What the task asks -
Rewrite the items below with every "floor tile" swapped for "wall tile" and nothing else altered. Omit the pictures.

Input for this task -
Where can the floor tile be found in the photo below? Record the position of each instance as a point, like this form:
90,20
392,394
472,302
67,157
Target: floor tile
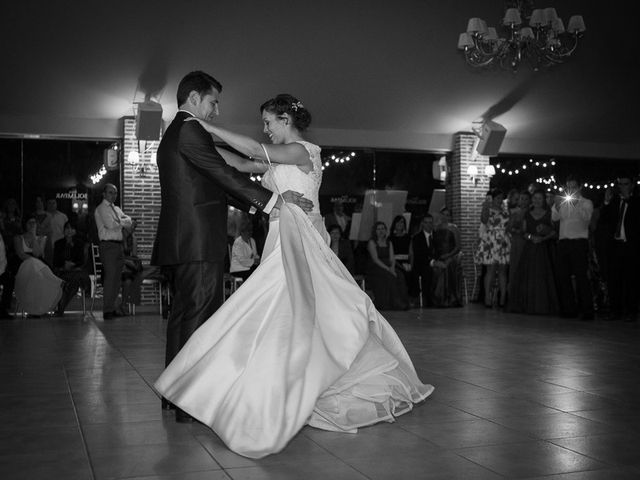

Result of the task -
Where can the wall tile be found in the photo below? Record the position of each instance as a point, like this form:
90,20
392,394
472,302
67,157
Target: wall tile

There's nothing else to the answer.